Instructions to follow: Your answer must contain each line of the data, copied exactly.

Data extract:
___

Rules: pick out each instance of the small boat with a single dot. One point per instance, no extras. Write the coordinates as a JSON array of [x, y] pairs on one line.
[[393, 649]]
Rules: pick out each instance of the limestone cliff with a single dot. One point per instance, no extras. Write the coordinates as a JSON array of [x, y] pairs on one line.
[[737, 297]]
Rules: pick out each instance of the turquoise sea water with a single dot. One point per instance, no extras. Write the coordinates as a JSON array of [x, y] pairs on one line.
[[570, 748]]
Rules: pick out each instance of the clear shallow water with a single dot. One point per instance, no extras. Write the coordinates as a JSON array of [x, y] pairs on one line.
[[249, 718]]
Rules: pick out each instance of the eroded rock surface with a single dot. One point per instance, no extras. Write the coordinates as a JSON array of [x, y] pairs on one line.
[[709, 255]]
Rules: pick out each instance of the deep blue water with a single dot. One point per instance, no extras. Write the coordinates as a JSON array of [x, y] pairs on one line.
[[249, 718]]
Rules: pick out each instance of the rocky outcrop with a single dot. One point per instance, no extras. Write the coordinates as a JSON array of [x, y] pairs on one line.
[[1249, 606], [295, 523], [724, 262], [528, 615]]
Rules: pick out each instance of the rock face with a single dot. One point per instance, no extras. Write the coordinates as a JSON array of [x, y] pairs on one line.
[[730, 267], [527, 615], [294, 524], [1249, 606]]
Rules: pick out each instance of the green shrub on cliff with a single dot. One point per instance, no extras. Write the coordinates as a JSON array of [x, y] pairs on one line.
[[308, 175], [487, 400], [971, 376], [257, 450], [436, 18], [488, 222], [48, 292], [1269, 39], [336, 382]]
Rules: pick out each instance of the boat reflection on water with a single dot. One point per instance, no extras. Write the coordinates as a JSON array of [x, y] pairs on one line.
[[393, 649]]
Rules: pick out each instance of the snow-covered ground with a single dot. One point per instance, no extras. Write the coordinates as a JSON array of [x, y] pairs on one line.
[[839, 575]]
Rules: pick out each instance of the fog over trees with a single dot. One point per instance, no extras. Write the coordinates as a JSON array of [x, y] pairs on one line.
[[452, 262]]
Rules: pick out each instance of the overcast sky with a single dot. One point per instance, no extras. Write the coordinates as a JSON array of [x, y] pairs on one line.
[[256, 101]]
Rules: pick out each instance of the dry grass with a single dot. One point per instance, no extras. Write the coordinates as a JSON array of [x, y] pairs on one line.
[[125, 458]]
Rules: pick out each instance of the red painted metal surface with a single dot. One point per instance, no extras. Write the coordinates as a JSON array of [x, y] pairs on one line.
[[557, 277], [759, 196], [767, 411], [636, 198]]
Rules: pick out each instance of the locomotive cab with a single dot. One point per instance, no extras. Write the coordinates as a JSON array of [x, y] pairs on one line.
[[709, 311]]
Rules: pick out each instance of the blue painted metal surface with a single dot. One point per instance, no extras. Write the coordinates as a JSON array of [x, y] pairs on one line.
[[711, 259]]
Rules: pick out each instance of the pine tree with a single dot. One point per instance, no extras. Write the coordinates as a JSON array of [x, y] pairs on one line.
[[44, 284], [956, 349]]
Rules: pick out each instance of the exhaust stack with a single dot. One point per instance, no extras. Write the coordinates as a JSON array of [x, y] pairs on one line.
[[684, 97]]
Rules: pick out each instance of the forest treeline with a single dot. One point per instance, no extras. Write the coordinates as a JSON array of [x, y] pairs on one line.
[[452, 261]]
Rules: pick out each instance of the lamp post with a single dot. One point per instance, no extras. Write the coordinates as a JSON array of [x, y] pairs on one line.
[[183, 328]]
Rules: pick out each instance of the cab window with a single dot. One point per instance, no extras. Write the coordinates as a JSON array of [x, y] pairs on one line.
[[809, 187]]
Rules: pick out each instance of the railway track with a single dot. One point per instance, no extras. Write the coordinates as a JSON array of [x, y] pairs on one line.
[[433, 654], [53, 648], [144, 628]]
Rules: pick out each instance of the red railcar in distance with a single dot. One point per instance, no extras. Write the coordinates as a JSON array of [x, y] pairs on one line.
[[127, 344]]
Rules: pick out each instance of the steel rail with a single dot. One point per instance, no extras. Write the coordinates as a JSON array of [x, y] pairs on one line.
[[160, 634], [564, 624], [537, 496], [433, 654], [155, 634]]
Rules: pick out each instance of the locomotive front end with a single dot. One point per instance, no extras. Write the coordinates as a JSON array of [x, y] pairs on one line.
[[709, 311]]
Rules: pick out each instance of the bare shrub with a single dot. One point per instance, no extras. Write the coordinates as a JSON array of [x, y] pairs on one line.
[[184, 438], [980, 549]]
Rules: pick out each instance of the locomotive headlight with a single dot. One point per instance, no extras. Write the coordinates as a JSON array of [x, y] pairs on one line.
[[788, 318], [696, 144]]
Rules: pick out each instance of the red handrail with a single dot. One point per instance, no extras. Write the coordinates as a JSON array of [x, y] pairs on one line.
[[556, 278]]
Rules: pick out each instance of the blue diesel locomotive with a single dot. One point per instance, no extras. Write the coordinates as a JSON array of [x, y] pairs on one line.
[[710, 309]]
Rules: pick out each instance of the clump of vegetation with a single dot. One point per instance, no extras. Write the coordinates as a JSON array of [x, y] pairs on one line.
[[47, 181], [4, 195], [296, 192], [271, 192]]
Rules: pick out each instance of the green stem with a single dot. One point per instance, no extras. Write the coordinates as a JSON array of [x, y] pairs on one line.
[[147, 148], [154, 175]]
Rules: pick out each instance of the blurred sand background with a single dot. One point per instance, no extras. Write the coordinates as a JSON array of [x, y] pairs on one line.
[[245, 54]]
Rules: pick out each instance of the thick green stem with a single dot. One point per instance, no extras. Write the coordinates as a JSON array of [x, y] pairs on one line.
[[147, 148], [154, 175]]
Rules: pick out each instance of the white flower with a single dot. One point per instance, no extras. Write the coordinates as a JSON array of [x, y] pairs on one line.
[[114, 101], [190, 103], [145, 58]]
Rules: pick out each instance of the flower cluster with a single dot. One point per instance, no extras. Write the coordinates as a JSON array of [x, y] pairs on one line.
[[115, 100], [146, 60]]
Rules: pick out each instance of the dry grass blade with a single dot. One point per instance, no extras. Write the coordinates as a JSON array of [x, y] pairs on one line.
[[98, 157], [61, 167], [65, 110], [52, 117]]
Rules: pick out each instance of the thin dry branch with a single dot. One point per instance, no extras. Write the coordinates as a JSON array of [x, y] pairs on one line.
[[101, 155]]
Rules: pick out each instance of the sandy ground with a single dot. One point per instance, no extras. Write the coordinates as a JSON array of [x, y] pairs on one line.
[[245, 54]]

___

Answer to the exercise:
Rules: pick out each instance of the small boat with a single dot. One point per instance, no extras. Write the coordinates as a JSON array of [x, y] pairs on one line.
[[393, 649]]
Rules: pick out each instance of the limestone cliff with a single dot. One point per instance, no extras. Write the coordinates as a JSON array of [x, y] pairs on one line.
[[737, 297]]
Rules: pick out each instance of the turquoise sea water with a single dot. One point per instance, no extras. Write the coordinates as a JSON array of [x, y] pairs on one line.
[[570, 748]]
Rules: pick out each instance of the clear shallow water with a single dot. One point per instance, no extras. Write the coordinates as a JSON array of [x, y] pairs on one line.
[[249, 718]]
Rules: pick out each instance of the eroded rock surface with a single dot. One point per instance, no extras. Write the coordinates as a JSON array of [x, y] pairs on one line.
[[709, 255]]
Rules: pick out each instance of the deep blue water with a single dot. One point per instance, no extras. Write the coordinates as a JSON array of [x, y] pairs on one line.
[[249, 718]]
Rules: pick out each instance of the rocky outcrop with a single dot. One point per instance, no extras. Write the coordinates as a JSON array of [x, y] pairs on one line.
[[1249, 606], [295, 523], [724, 262], [528, 615]]
Rules: pick out each instance of the rock face with a single dot. One point per instance, no extras. Write the coordinates as a JSON array of [x, y] pairs on one line.
[[730, 267], [527, 615], [294, 524], [1249, 606]]
Rules: pick out each instance of the green shrub on cliff with a single dot. One point per instance, no extras. Write the coordinates as a JSON array of [x, y] pairs on one line.
[[308, 175], [487, 400], [971, 376], [257, 450], [436, 18], [488, 222], [48, 292], [1269, 39], [336, 382]]
Rules: pick out each instance of the boat reflection on water with a single dot. One point per instance, no extras. Write the coordinates as a JSON array of [x, y] pairs on one line.
[[393, 649]]
Rules: pick out each instance of the snow-covered ground with a single dot. One point per instance, no extras. Write the coordinates as a JSON array of [x, y] pairs on one line.
[[839, 575]]
Rules: pick out each instance of the fog over trees with a single dot. One point per instance, no extras. Write the coordinates as a JSON array of [x, y] pairs on one line.
[[452, 262]]
Rules: pick out each instance of the overcast sky with a single dot. One point per instance, no extras. Write the coordinates as a JSON array of [x, y] pairs on one line.
[[256, 101]]
Rules: pick out each instance of the dry grass with a single dot. One point per instance, no extras. Write the coordinates as a JSON array of [x, y] pairs on one line.
[[125, 458]]
Rules: pick out each instance of the red painted metal surface with a single dot. One point per instance, no extras. Write the coordinates as a JSON array of [x, y] pairs on one line.
[[557, 277], [759, 196], [767, 411], [636, 198]]
Rules: pick out each instance of the locomotive cab with a single dot. One point per instance, no extras. Write the coordinates as a JSON array of [x, y] pairs on one line.
[[709, 311]]
Rules: pick out each instance of the blue painted metal surface with a single dot. One point per instance, no extras. Write the coordinates as a JSON array of [x, y] pairs on one line.
[[711, 259]]
Rules: pick out each instance of the pine tree with a single dot. One point per instance, no extras. Write the coordinates as a JSON array of [x, y] pairs on one line.
[[44, 284], [956, 349]]
Rules: pick out each instance of the exhaust stack with a single dot. One point per instance, no extras. Write the coordinates as a JSON array of [x, y] pairs on one line.
[[684, 97]]
Rules: pick out each instance of the forest treeline with a single dot. One point per instance, no extras. Write the coordinates as a JSON array of [x, y] pairs on one line.
[[452, 261]]
Rules: pick out each instance of the lamp post with a single dot. One point per instance, no extras. Write the coordinates as a JSON array of [x, y] pairs on one line.
[[183, 328]]
Rules: pick out each instance of the cab window with a single dot. One point per instance, no extras. Write the coordinates as a JSON array of [x, y] pairs on one line.
[[809, 187]]
Rules: pick out each instance of the railway track with a single dot. One point per instance, no extras. Write the coordinates as a JSON array of [x, y] pairs on one line.
[[433, 654], [53, 648], [144, 628]]
Rules: pick out each instance of the red railcar in distance with a single dot. One point per instance, no extras. Write the coordinates as a JSON array of [x, y] pairs on one line.
[[127, 344]]
Rules: pick out each instance of the steel rail with a single dot. One point per instance, no extras. Write the coordinates as a JSON array of [x, y] pairs on one line.
[[160, 634], [564, 624], [537, 496], [433, 654], [155, 634]]
Rules: pick out each instance of the locomotive front end with a single dot. One point per instance, no extras. Write the coordinates as a JSON array of [x, y] pairs on one line.
[[709, 311]]
Rules: pick out each instance of the bare shrub with a single dot. One point per instance, no extras. Write the coordinates as a JSON array of [x, y] pairs on one line.
[[184, 438], [980, 549]]
Rules: pick out each instance of the locomotive headlight with a single dot. One point per instance, no extras. Write the coordinates as a JSON array of [x, y] pairs on one line.
[[788, 318], [696, 144]]
Rules: pick out each instance of the red handrail with a single dot. One point per instance, no extras. Write the coordinates as a JSON array of [x, y] pairs on one line.
[[556, 278]]
Rules: pick out each instance of the blue diesel locomotive with a single dot. One point per instance, no extras. Write the coordinates as a JSON array of [x, y] pairs on one line.
[[710, 309]]
Rules: pick out each instance of the clump of vegetation with a single dot. One point per instance, no extras. Write the coordinates as a JSON array of [x, y] pairs on one line.
[[47, 181], [4, 195], [296, 192], [271, 192]]
Rules: pick out each instance of the green stem with a single dot. One point per instance, no extras. Write the coordinates as a JSON array of [x, y] pairs on one line.
[[147, 148], [154, 175]]
Rules: pick out each instance of the blurred sand background with a single dot. One point per instance, no extras. Write the coordinates as a JSON array of [x, y] pairs on one line.
[[245, 54]]
Rules: pick out each instance of the thick green stem with a single dot. One point per instance, no extras. Write the coordinates as a JSON array of [x, y] pairs on one line.
[[147, 148], [154, 175]]
Rules: pick out each instance of the white flower with a single dot. One point per instance, no extras. Write the coordinates as a JSON array of [x, y] pairs on one line.
[[114, 101], [190, 103], [145, 58]]
Rules: pick out each instance of the flower cluster with a single dot. One point per instance, no extras. Write the coordinates as a JSON array of [x, y] pairs on one line.
[[115, 100], [146, 60]]
Rules: pick out each instance of the dry grass blade with a single dot. One point per instance, no extras. Write the coordinates as a JSON array of [x, y] pairs on one line.
[[98, 157], [61, 167], [65, 110], [52, 117]]
Rules: pick out each instance of the thin dry branch with a single dot. One point per instance, no extras. Write the coordinates as a JSON array of [x, y] pairs on one line.
[[101, 155]]
Rules: pick out each instance of the sandy ground with a single dot. One point per instance, no extras. Write the coordinates as a JSON array of [x, y] pairs on one line.
[[245, 54]]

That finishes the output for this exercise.